EXERCISE TASK>
Rescale the lines starting with the line that contains "window above sink" and going on through the end of the records: multiply every keypoint coordinate by 1.65, round to the nearest whole number with halves rounded up, and copy every other line unchanged. Give only these lines.

## start RECORDS FOR THIS EXERCISE

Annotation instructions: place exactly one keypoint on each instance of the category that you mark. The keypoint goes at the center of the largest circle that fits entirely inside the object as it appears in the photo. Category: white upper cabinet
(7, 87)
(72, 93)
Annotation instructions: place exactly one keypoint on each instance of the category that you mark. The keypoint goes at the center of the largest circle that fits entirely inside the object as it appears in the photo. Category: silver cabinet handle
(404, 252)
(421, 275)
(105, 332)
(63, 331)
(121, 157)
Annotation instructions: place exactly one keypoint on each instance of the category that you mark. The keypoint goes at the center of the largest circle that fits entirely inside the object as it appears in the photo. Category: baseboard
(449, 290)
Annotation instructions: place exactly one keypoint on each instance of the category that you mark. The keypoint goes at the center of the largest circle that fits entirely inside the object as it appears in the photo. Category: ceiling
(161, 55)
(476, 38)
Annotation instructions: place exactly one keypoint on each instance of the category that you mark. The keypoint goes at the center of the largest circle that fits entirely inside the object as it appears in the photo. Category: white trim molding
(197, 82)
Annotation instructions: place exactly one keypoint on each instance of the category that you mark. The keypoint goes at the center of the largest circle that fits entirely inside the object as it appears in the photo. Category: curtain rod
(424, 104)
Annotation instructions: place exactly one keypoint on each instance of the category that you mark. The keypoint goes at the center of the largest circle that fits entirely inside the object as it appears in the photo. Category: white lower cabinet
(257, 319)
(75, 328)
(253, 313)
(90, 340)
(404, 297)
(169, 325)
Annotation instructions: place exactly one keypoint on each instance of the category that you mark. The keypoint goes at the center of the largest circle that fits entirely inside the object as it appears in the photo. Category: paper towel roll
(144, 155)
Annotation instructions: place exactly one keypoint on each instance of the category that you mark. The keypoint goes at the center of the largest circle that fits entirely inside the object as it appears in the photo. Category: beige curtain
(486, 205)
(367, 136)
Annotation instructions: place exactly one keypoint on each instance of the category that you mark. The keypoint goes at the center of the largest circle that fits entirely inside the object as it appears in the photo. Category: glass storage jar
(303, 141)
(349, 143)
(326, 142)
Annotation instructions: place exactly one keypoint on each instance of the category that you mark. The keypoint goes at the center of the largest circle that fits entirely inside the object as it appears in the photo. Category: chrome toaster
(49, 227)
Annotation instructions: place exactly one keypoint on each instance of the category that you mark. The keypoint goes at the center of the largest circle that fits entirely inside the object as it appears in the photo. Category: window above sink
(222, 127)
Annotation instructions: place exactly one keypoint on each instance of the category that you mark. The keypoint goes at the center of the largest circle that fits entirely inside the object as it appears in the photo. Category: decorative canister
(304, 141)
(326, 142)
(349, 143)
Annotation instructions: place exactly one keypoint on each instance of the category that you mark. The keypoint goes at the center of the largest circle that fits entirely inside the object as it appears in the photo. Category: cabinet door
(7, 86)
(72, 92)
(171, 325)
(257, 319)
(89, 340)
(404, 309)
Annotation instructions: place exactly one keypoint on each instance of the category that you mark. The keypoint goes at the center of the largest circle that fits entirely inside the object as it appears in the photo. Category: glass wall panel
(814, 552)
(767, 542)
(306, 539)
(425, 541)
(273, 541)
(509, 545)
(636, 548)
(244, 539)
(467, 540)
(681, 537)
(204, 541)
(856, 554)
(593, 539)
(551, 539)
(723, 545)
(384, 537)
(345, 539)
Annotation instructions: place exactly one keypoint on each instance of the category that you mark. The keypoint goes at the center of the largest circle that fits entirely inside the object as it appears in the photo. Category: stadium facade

## end RECORDS FOR THIS EXERCISE

ANSWER FOR THIS EXERCISE>
Annotation instructions: place exactly one keypoint on each instance of the category that you mark. The keypoint goes at the center of the largest circle that fits entirely inside the object as it appears in the photo. Category: window above sink
(366, 210)
Annotation instructions: place exactly one keypoint on each instance of the category that you mark. The keypoint goes at the center of the largest circle that fits entirely inside the object as it appears in the photo. Category: decorative canister
(502, 233)
(538, 234)
(576, 236)
Annotation instructions: place exactly one keypoint on each instance of the category that you mark. The keypoint goes at the center of the largest circle that fits entirely inside the object as it appears in the photo. Category: cabinet door
(12, 142)
(119, 152)
(282, 536)
(424, 526)
(147, 561)
(667, 510)
Annotation instructions: place exactly one keypoint on each instance of the category that you mark. The keypoint goes at the center of the largest circle that fits entirely inside the object as it appears in the photo. Category: glass wall panel
(1343, 911)
(1266, 894)
(505, 889)
(701, 893)
(450, 893)
(840, 899)
(1049, 904)
(403, 889)
(771, 891)
(1124, 886)
(337, 893)
(1412, 914)
(978, 889)
(909, 889)
(1193, 899)
(634, 886)
(569, 889)
Annotation instructions: place exactly one keypoint on each instance of the category that you mark. The keypoint goes at the center of the largest circle that fits entirely inside the object as it appears in the photo. Category: stadium facade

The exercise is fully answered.